■ Task details: In the forum post about how language models handle numbers, what does the model treat "2" as when it reads "2 tens"?

■ Selected passage:
But presuming that wasn't the critical point you wanted to make:
Like I said, a language model can know that "1" "is less than" "2" — and it can also know (if it's either trained with characters as lexemes, or is given access to a pre-parse output to second-chance analyze unknown tokens) that "10" is the same thing as (1 tens). Which then means that it can know that "23" "is less than" "48" because it can do linguistic deductive tricks between the terms (2 tens plus 3 ones) and (4 tens plus 8 ones).
But those tricks are tricks. It isn't doing math; it's applying "2" as an adjective to "tens", constructing a verb phrase whose verb is "plus", and then (likely) interpreting your question as a question about analogy. It knows that (2 pineapples) "is less than" (3 pineapples) by analogy — (N of some unit) "is analogous to" N-the-number. But it doesn't know that "tens" is a special unit distinct from "pineapples" in that it changes the meaning of the number-token it's attaching to.

■ Entries supplied:
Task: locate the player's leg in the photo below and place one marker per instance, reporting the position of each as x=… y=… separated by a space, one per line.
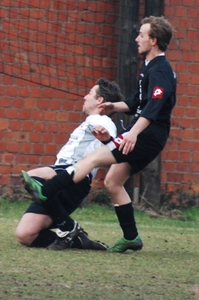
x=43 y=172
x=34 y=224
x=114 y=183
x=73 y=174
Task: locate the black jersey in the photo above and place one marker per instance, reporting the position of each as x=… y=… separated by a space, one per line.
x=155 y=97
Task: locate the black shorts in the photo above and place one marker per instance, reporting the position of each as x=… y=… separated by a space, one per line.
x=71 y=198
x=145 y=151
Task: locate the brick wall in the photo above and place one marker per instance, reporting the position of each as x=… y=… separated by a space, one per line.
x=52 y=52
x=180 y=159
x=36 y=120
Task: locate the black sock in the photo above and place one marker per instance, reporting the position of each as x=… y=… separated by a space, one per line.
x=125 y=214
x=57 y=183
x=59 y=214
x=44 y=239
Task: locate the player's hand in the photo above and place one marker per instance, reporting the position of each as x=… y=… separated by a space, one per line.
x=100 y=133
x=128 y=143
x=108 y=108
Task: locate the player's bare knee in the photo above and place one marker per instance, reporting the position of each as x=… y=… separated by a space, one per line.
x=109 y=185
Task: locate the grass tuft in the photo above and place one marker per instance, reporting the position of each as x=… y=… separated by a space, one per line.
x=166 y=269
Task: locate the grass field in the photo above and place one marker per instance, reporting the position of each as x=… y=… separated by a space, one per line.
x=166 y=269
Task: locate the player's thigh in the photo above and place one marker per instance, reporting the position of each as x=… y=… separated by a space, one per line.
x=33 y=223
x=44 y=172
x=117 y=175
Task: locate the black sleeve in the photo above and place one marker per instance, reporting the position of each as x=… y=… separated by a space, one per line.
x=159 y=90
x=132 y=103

---

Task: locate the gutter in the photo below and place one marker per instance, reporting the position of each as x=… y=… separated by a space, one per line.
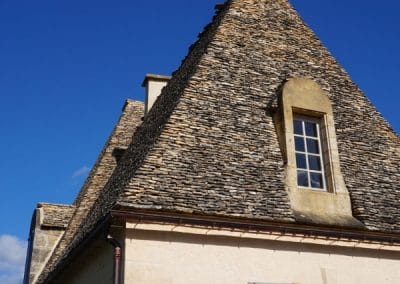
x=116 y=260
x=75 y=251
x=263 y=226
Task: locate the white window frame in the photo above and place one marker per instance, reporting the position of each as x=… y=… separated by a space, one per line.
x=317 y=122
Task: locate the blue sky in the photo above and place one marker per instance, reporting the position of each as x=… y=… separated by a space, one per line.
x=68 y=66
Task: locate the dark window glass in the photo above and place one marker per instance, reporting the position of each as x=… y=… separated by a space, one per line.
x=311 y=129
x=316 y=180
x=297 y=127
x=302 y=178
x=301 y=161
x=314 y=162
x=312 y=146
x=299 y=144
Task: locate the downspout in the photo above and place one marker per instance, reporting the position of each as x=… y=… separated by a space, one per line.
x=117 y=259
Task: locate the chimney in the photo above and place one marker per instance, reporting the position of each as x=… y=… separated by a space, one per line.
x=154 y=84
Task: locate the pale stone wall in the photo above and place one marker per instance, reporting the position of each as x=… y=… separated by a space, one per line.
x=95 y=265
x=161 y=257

==

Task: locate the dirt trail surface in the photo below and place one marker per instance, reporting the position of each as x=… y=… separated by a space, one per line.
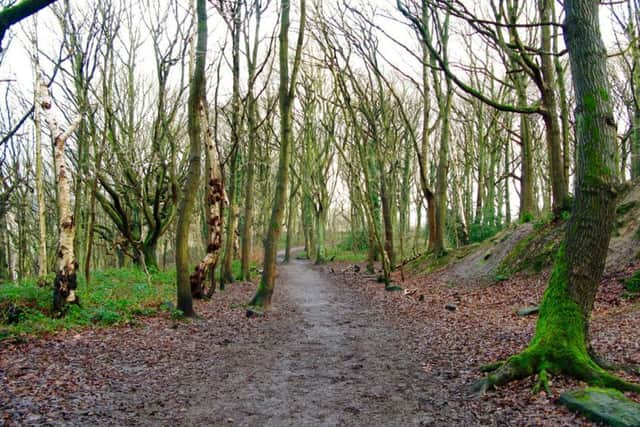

■ Answer to this exercise: As an adjective applied to "tens".